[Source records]

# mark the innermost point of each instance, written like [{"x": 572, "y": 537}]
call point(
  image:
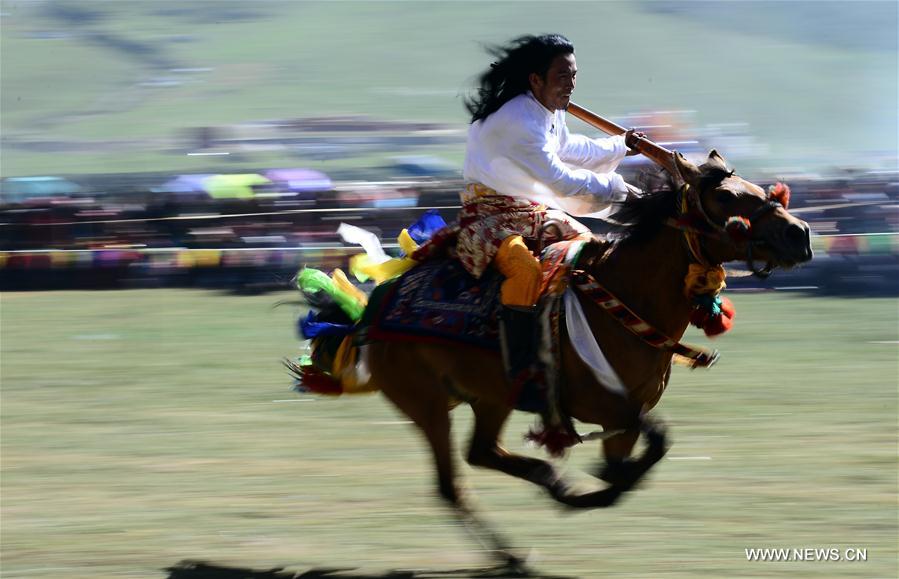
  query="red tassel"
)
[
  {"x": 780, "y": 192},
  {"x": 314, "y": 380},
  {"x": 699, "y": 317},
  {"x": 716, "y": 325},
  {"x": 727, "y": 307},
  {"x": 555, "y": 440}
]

--

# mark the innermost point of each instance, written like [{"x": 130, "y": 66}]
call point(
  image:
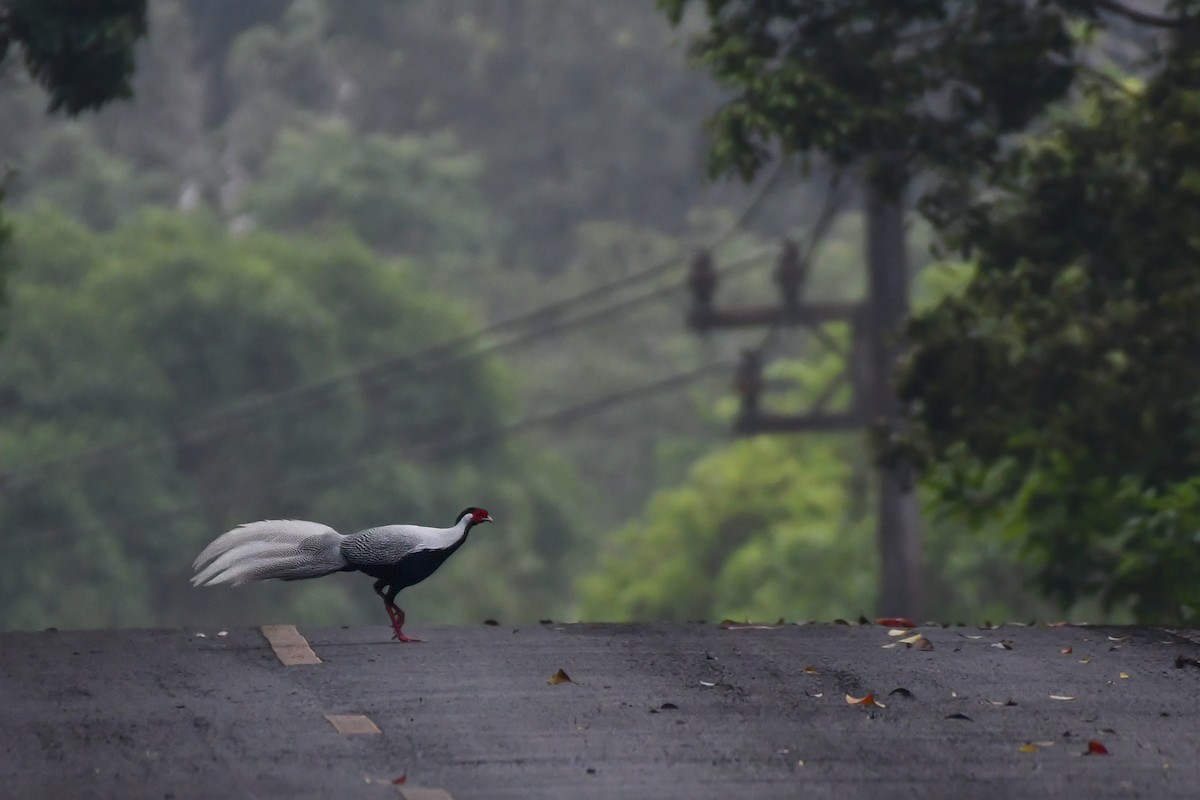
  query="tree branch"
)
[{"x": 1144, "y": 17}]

WORK INSTRUCTION =
Please show every line of the entries above that contains the word "mark".

SOLUTION TO THIS PROBLEM =
# mark the innermost point of each instance, written like [{"x": 572, "y": 537}]
# mark the innermost point of each instance, written like [{"x": 130, "y": 66}]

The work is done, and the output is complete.